**DATA TO USE**
***
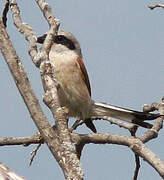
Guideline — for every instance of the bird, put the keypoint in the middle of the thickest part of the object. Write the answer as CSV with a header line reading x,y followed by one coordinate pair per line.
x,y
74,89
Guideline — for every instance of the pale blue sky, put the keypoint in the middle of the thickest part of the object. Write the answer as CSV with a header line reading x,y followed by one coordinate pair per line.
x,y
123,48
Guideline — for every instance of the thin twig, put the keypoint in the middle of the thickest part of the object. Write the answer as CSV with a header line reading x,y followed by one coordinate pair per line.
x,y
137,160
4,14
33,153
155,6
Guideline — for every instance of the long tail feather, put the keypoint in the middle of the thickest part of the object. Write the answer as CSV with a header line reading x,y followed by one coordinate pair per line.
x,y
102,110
***
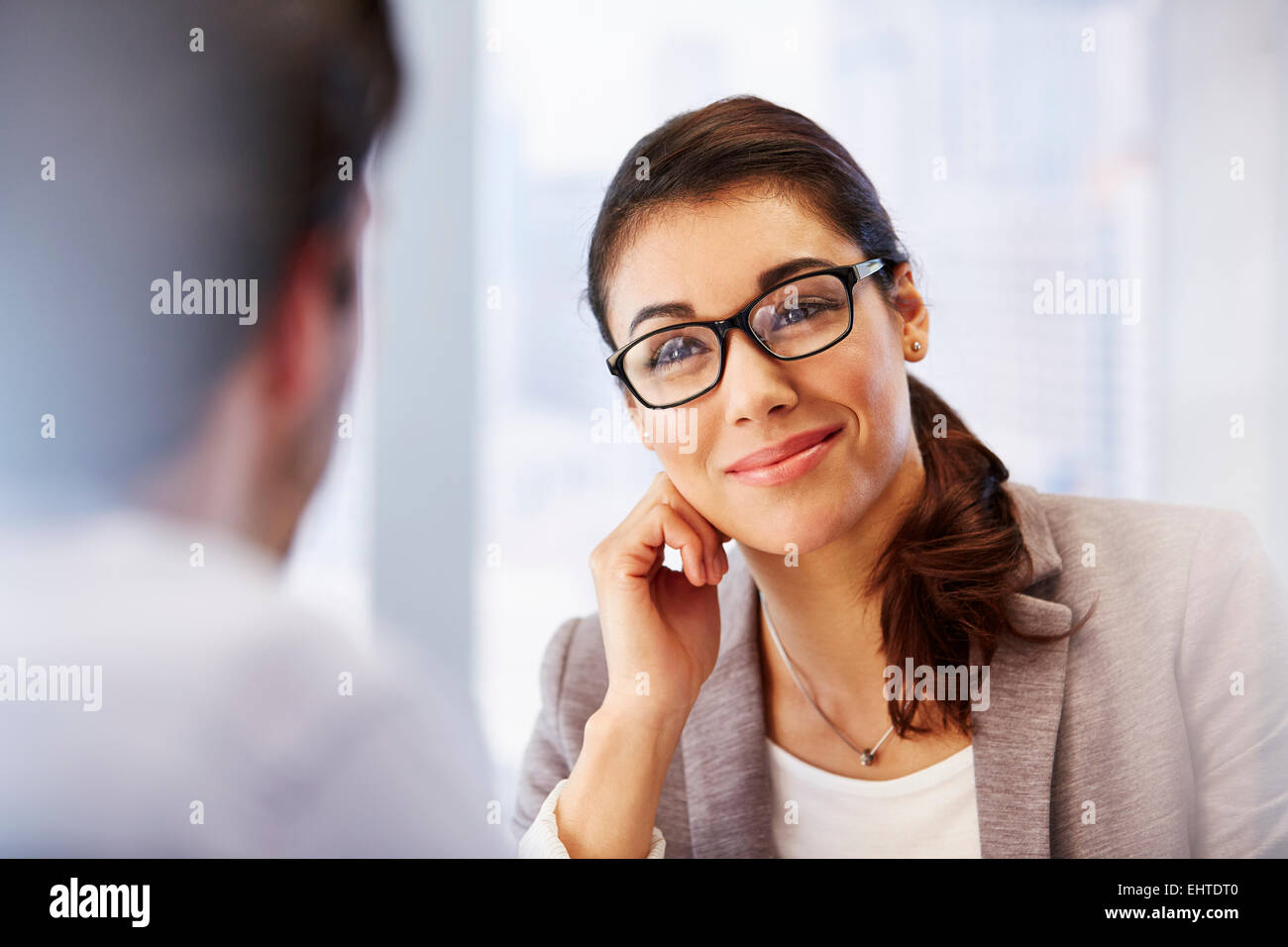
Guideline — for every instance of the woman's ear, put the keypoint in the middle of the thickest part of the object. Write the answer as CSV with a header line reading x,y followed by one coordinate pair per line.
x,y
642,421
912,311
***
Gather every line from the records above that contains the string "pale", and copy each one out in full. Matching is case-sensitive.

**ANSWER TO THE TASK**
Guideline — for every instance of the pale blue sky, put the keypoint in the middle of the thickest part of the object. Write the answer as CSV with a header line reading x,y followed by one coordinate pair per line.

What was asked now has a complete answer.